Task inputs:
<<<<
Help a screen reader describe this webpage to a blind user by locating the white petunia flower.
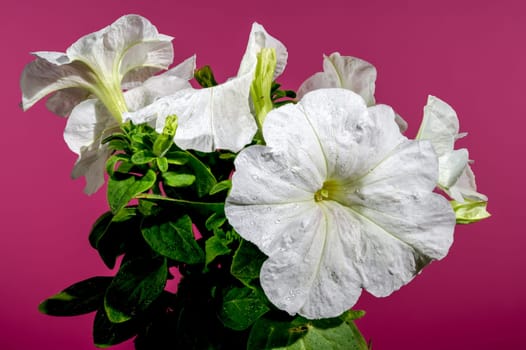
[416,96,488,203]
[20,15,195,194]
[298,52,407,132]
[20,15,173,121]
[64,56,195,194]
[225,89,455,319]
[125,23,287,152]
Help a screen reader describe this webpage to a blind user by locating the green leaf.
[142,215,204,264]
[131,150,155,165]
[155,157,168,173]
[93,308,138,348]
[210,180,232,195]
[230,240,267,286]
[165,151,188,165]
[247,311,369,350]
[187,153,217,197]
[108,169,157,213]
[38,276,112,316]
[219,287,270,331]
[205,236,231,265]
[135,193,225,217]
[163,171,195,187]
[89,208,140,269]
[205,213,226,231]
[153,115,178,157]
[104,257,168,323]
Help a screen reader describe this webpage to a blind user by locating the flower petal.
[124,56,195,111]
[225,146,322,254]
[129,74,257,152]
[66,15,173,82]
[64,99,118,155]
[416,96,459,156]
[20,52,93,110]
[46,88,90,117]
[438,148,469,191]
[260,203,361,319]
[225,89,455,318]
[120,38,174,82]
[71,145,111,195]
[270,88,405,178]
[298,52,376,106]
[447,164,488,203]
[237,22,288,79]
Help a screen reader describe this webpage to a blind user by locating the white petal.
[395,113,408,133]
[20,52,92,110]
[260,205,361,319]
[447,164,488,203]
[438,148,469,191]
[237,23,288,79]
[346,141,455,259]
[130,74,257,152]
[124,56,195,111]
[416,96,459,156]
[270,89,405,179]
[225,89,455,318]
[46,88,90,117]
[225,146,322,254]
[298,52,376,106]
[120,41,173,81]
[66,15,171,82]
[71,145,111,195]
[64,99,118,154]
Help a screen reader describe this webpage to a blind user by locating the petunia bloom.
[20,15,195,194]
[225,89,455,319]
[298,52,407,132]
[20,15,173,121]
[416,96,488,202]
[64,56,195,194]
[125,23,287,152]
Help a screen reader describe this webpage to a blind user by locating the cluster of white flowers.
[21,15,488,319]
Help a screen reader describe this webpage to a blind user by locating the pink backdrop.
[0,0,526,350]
>>>>
<<<<
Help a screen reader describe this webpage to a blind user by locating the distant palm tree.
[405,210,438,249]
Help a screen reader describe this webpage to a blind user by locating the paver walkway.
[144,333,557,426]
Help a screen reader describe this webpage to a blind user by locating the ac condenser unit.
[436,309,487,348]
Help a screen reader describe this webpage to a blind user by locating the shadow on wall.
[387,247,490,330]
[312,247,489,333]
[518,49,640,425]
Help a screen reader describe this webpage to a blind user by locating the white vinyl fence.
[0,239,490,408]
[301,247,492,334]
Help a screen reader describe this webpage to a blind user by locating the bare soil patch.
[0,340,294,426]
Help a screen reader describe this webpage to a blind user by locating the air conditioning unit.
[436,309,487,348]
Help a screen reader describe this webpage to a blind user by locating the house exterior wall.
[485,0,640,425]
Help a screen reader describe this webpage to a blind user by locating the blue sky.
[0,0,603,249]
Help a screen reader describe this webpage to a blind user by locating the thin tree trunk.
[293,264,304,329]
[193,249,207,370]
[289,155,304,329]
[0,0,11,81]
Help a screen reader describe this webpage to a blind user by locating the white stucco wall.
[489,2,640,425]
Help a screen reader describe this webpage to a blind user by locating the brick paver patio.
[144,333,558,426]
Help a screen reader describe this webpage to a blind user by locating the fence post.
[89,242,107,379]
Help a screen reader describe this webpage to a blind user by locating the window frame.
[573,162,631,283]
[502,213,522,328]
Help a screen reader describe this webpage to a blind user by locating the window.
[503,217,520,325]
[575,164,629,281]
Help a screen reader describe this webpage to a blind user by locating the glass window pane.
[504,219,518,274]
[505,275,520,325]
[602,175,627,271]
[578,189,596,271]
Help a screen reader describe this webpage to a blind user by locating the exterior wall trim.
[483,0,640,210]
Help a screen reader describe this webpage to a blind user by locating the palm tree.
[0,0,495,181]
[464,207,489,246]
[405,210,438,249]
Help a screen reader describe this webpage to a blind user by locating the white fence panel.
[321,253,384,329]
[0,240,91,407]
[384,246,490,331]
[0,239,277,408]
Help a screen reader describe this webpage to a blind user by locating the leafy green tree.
>>>>
Short exercise:
Convert the records above into a numbered list, starting at the line that contains "the white petal." and ending at the line that contains "[0,0,526,350]", with both of those lines included and any blank lines left out.

Response to this task:
1. Help a screen reader describe this webpage to a blind user by locating the white petal.
2. [395,113,408,133]
3. [20,52,92,110]
4. [260,205,361,319]
5. [447,164,488,203]
6. [438,148,469,191]
7. [237,23,288,79]
8. [346,141,455,259]
9. [130,74,257,152]
10. [124,56,195,111]
11. [416,96,459,156]
12. [270,89,405,179]
13. [225,89,455,318]
14. [46,88,90,117]
15. [225,146,322,254]
16. [298,52,376,106]
17. [120,41,173,81]
18. [66,15,171,82]
19. [71,145,111,195]
20. [64,99,118,154]
21. Help a screen reader describe this webpage to a blind user by locating the petunia bloom.
22. [20,15,195,194]
23. [225,89,455,319]
24. [298,52,407,132]
25. [20,15,173,121]
26. [416,96,488,202]
27. [64,56,195,194]
28. [125,23,287,152]
29. Help a screen reader describe this webpage to a blind user by locating the cluster of white flowers.
30. [21,15,488,319]
31. Help a screen reader describe this webpage to a blind user by locating the pink backdrop.
32. [0,0,526,350]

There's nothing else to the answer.